/---
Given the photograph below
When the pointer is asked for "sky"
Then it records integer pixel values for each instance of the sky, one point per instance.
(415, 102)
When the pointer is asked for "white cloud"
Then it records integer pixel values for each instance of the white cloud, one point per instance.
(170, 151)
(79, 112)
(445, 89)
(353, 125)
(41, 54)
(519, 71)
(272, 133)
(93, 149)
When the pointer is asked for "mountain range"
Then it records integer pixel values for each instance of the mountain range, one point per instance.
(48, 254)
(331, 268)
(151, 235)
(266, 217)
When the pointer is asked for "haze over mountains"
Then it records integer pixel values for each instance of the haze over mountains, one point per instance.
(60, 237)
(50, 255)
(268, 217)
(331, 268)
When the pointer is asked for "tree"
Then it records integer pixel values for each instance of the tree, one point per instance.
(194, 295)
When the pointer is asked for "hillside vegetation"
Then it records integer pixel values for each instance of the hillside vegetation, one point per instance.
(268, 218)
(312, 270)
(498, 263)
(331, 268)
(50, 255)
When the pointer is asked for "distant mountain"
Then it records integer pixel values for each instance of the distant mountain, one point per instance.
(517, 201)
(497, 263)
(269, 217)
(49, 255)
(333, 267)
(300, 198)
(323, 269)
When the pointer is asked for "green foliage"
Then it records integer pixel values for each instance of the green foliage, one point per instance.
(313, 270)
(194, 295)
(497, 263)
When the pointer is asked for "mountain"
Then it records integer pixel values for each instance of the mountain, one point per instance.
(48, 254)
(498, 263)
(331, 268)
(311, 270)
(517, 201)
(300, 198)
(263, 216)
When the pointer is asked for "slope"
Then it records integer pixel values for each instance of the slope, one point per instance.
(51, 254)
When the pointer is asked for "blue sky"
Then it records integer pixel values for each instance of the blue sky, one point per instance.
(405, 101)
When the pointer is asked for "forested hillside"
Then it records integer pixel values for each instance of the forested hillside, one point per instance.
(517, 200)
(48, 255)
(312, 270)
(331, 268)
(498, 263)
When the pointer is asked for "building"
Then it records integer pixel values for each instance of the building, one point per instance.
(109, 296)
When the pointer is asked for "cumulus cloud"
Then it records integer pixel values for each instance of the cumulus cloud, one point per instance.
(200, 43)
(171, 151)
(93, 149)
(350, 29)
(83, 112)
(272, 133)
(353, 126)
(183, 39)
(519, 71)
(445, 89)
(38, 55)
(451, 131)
\---
_Prompt_
Please print exactly the lines from the one containing "building, one point per instance." through the last line of the records, both included, and nothing else.

_Problem solution_
Then it records integer pixel values for each instance of the building, one point per instance.
(109, 296)
When the pointer is asked for "cumulus cloud"
Then it records integer pixel values for each instance of the cumulus cloud, one point per instance.
(200, 43)
(171, 151)
(93, 149)
(350, 29)
(83, 112)
(272, 133)
(353, 126)
(183, 39)
(519, 71)
(445, 89)
(38, 55)
(451, 131)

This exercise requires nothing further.